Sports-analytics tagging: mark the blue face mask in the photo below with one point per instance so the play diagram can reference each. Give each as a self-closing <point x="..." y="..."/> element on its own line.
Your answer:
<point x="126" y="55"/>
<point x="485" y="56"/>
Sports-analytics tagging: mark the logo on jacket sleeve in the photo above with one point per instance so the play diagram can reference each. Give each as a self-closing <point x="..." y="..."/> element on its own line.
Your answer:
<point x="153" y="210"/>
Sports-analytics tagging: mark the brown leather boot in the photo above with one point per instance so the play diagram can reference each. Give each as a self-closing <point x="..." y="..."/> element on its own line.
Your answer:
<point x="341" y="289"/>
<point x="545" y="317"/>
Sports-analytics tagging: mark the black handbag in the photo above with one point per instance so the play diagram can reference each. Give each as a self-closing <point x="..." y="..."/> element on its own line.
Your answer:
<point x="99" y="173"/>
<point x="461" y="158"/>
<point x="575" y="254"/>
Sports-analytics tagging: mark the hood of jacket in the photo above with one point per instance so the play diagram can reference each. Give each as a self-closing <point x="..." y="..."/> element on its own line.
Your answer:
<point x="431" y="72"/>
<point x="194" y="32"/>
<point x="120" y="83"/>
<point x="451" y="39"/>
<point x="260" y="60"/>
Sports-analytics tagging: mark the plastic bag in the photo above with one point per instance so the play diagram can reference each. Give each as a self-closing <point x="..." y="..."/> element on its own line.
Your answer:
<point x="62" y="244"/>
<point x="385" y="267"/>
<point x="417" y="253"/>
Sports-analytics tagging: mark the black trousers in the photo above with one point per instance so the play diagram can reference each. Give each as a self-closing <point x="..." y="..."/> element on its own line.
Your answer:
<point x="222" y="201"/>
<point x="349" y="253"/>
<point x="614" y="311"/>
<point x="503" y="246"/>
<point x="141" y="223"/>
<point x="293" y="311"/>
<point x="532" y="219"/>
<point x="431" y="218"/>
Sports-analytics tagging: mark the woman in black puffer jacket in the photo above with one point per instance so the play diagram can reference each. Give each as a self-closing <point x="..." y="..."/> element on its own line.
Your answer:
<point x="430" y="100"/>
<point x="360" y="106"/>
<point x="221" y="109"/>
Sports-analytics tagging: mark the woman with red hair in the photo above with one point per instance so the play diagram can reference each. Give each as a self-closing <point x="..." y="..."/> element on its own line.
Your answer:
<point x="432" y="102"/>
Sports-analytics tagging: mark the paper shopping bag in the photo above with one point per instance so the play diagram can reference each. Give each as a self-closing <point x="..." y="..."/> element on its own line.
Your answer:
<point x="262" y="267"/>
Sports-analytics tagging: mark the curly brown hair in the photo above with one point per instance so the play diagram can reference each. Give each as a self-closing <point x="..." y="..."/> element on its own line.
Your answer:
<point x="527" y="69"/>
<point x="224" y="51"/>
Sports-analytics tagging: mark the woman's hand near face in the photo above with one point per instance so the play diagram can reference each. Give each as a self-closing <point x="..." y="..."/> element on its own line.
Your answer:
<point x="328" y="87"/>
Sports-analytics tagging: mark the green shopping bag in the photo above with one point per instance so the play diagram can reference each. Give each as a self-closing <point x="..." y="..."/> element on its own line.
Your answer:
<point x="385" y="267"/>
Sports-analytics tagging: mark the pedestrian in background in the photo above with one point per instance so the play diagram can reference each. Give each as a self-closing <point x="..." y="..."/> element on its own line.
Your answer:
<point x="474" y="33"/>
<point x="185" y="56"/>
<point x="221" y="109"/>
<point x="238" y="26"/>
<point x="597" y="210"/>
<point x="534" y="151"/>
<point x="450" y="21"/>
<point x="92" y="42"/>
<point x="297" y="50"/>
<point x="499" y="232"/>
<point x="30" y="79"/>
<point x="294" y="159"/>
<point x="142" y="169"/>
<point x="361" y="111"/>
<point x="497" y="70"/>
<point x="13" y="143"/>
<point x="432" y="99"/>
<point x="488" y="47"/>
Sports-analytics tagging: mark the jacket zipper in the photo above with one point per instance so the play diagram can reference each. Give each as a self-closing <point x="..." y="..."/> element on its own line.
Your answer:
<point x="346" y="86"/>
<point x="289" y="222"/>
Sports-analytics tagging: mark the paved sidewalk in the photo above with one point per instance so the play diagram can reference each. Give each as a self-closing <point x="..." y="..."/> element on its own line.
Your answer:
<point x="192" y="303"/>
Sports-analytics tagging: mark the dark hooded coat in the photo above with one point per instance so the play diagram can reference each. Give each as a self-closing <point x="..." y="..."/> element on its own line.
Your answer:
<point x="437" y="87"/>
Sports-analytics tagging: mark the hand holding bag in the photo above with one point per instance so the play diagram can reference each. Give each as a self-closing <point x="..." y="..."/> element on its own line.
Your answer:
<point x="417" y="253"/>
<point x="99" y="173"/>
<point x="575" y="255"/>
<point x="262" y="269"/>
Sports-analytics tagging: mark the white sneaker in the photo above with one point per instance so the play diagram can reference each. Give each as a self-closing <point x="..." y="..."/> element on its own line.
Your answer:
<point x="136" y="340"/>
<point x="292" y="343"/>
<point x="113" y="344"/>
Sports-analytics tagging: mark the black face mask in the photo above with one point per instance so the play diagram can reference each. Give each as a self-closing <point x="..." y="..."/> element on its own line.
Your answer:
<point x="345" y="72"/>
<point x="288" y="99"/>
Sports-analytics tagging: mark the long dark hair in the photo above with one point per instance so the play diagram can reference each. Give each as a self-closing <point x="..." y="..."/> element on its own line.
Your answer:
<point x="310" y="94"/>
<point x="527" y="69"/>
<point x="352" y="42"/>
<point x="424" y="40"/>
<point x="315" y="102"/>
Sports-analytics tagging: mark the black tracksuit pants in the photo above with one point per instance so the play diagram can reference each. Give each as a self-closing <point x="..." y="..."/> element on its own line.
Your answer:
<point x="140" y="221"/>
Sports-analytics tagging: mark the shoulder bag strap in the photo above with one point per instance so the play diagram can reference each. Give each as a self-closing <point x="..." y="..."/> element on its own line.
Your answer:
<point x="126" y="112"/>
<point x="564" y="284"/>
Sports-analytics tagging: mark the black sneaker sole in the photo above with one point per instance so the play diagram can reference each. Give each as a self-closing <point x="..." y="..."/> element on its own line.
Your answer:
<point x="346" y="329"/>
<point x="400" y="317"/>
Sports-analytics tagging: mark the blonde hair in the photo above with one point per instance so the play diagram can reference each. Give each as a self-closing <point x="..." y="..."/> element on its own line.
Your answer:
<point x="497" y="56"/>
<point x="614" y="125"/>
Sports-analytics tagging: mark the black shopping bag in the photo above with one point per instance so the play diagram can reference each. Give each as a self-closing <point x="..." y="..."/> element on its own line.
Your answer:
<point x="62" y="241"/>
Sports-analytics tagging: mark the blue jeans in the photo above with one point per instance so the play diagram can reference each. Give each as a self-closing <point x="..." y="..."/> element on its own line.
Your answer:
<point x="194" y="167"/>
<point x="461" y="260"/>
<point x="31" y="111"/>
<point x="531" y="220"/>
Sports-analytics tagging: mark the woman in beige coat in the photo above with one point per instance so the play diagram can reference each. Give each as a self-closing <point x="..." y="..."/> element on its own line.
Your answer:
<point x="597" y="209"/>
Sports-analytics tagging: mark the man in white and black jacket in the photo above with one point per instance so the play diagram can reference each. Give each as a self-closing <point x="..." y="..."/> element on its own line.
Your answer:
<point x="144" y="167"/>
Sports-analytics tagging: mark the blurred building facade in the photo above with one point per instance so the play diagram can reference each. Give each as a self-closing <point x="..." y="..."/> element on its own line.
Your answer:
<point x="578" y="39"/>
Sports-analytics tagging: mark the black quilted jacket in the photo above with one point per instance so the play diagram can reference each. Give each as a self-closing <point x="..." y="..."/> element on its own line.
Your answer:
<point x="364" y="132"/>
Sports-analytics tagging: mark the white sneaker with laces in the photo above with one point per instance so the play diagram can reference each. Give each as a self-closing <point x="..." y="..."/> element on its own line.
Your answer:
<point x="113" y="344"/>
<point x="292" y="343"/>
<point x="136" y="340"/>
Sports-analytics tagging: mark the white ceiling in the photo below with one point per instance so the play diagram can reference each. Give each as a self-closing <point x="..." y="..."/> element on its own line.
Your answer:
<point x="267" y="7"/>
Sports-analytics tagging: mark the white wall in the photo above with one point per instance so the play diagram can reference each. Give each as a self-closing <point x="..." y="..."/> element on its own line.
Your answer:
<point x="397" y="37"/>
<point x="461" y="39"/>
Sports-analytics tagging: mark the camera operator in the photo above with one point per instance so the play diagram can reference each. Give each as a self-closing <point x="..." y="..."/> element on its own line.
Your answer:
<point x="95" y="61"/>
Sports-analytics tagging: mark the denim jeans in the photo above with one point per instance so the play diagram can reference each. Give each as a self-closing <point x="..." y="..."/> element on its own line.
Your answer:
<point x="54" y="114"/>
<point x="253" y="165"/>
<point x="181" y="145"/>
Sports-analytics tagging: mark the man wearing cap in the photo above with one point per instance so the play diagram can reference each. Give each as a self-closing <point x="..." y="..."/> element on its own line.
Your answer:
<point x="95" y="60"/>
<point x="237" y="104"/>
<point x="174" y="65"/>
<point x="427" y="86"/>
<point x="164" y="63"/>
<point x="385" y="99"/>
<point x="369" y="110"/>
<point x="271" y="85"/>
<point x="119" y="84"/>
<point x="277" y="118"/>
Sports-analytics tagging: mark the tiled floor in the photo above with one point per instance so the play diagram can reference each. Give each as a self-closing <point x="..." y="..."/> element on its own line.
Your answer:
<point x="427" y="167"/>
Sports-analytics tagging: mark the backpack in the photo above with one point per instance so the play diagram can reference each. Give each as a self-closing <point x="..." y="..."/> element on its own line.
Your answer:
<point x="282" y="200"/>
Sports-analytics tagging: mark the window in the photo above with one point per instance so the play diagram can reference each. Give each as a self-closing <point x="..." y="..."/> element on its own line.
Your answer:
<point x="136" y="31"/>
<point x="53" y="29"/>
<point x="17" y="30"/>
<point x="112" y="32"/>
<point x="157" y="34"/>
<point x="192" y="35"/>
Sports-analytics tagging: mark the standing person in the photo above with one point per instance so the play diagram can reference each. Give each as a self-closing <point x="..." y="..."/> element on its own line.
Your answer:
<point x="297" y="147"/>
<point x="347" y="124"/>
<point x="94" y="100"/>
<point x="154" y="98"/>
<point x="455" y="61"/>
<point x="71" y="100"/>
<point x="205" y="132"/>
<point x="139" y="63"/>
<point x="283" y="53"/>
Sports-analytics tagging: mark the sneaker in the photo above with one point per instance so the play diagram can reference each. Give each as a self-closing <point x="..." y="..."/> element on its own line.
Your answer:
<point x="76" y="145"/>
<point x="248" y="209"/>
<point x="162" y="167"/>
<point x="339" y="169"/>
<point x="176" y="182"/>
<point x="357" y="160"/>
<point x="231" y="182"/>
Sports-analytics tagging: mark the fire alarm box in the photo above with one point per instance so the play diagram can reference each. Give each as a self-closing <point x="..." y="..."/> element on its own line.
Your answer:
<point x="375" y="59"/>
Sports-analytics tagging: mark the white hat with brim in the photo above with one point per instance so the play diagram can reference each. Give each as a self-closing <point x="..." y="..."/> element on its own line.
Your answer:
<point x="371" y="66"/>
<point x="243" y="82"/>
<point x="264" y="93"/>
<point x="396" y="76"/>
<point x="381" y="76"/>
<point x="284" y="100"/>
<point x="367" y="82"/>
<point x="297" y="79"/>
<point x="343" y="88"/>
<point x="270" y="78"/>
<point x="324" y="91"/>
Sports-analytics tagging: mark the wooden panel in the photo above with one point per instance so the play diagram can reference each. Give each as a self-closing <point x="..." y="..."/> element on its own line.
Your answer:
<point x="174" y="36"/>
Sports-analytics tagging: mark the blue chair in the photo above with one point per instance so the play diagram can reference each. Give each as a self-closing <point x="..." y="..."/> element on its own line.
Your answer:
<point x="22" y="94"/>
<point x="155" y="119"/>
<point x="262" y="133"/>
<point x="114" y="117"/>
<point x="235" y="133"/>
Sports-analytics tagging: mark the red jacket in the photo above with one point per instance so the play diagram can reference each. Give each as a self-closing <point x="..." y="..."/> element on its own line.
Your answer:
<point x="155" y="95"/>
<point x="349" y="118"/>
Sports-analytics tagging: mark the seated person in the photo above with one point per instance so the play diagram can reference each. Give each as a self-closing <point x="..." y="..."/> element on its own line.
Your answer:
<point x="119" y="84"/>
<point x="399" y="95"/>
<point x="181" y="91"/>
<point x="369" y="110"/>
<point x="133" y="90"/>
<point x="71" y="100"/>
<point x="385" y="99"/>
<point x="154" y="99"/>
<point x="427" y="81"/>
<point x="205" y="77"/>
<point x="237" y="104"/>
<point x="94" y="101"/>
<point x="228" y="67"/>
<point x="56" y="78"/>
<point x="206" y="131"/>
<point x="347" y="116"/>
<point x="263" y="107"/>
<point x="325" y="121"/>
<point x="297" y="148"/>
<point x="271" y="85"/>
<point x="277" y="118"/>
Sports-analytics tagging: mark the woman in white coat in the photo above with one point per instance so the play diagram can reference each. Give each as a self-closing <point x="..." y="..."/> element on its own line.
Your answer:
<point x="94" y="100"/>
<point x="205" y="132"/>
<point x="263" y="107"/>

------------------------------------

**What you should do**
From the listing above, return every line that carries the string "sneaker".

**Result of the task**
Sports-analytics tagging: mark the white sneaker in the photo above with one point per instance so the play diagram can reference each. Give each as a self-closing <point x="..." y="..."/> element on its own line.
Sports-analytics tagging: mark the black sneaker sole in the photo above with one point per instance so the play diagram can reference each. Give each as a self-closing <point x="..." y="..."/> element on its own line.
Sports-analytics tagging: mark the white sneaker with laces in the photo above with one point per instance so the play diagram can reference each. Give each as a self-closing <point x="..." y="..."/> element on its own line.
Sports-analytics tagging: mark the sneaker in the photo above with one point per instance so the play diagram can reference each. Give each as a self-closing <point x="..." y="..."/> element on its own line.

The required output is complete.